▸ Task details: Put everything in the entries below, from the line containing "of the shoreline" down to the line containing "[(10, 142), (270, 171), (21, 137), (134, 126)]", both included, into a JSON list of strings with one string per line and blank lines left out. Leave the pictures out of the answer.

▸ The data:
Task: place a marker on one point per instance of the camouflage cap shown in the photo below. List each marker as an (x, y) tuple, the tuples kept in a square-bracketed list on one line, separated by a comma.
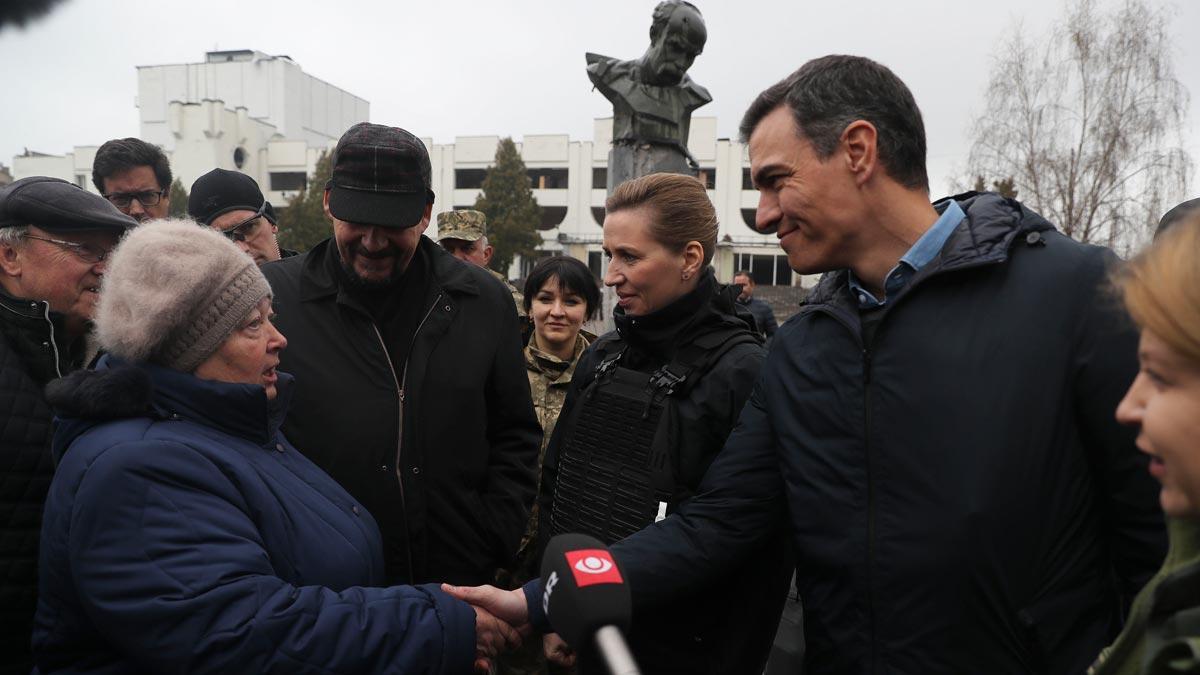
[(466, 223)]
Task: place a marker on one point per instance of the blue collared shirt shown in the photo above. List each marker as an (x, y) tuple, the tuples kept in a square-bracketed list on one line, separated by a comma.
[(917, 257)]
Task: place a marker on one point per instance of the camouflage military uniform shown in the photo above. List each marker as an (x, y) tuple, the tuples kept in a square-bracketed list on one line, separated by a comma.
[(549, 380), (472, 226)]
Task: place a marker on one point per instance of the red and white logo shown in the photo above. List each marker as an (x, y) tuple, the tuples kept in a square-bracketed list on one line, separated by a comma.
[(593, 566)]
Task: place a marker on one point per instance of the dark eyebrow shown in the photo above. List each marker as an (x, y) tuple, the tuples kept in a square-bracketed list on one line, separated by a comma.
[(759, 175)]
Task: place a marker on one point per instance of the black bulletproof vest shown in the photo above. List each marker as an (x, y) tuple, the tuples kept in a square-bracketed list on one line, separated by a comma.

--

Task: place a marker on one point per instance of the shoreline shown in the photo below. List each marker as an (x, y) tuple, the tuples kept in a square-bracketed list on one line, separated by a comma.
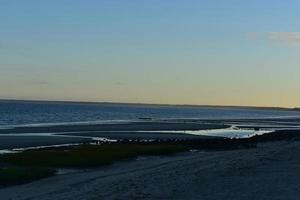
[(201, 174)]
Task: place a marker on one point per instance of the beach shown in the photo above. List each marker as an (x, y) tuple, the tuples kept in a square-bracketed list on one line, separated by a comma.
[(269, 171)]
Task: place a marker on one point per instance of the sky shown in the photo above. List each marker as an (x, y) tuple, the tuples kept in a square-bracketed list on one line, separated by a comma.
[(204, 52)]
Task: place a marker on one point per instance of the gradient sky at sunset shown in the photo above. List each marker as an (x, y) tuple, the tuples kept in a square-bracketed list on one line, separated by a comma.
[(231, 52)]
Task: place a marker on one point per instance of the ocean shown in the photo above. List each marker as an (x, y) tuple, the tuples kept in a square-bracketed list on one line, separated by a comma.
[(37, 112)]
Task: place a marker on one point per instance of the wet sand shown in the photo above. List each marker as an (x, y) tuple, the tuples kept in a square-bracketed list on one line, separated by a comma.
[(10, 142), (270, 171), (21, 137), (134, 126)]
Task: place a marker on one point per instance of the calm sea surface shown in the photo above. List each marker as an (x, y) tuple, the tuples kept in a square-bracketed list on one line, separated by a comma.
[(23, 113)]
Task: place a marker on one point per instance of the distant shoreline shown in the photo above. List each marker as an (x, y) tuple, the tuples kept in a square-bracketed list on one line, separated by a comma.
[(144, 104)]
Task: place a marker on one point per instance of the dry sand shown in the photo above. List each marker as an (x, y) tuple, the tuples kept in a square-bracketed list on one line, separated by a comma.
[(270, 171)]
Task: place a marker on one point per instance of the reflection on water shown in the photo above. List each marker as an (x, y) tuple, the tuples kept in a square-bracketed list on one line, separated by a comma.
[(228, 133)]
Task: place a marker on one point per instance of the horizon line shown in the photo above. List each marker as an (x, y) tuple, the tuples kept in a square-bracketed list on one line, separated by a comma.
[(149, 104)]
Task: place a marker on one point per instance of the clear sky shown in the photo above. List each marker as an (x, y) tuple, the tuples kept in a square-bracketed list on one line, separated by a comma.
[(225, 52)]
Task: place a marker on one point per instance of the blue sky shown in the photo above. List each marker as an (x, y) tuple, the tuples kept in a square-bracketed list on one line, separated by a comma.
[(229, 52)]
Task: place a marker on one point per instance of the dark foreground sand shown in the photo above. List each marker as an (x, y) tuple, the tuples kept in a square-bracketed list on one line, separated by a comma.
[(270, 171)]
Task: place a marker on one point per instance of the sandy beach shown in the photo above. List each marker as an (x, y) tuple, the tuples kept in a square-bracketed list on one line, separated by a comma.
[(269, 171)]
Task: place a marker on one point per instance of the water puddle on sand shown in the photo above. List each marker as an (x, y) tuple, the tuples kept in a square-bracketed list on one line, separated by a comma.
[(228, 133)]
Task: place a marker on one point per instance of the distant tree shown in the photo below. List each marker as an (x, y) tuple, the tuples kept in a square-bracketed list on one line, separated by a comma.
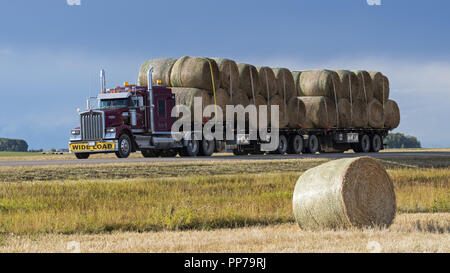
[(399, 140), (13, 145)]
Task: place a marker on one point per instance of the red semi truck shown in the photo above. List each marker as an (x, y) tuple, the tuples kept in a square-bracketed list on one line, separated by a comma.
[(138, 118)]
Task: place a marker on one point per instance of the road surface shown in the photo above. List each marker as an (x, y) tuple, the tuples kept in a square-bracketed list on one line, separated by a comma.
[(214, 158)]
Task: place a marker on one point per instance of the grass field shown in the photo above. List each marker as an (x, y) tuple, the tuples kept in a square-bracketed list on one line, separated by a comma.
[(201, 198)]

▸ Response to this task:
[
  "Task: place a marker on one point per instance of the shoreline shown in the photo below. List each marker as an (x, y) tuple, the tuples kept in a square-bracketed list on one line, separated by a comma.",
  "[(201, 174)]",
  "Task: place a marker on one point per instance of the beach shown in the photo above. List each marker as an (x, y) tuple, the tuples kept in a square-bracketed list on one line, separated by a comma.",
  "[(269, 171)]",
  "Task: place a marker on one point per instance of the sky shown in the photo above. List each marker as an (x, y) tuple, the tuples kept in a square-bracketed list on one line, separated by a comma.",
  "[(204, 52)]",
  "Task: place a marker on one point per instance of the gradient sky at sunset shown in the photo above. List each marker as an (x, y) tuple, the tuples kept in a square-bracketed list on one line, separated by a comma.",
  "[(231, 52)]",
  "Task: place a marker on one point per instance of the ocean shown in the photo above. List each marker as an (x, y) tuple, the tuples kept in a square-bracketed list on one line, separated by a comma.",
  "[(37, 112)]",
  "Task: place a marker on one point per instance of the wet sand shown in the photo above. List each marker as an (x, y) tuple, the tuples kept in a square-bracketed list on one line, separated by a comma.",
  "[(10, 142), (270, 171), (21, 137), (134, 126)]"
]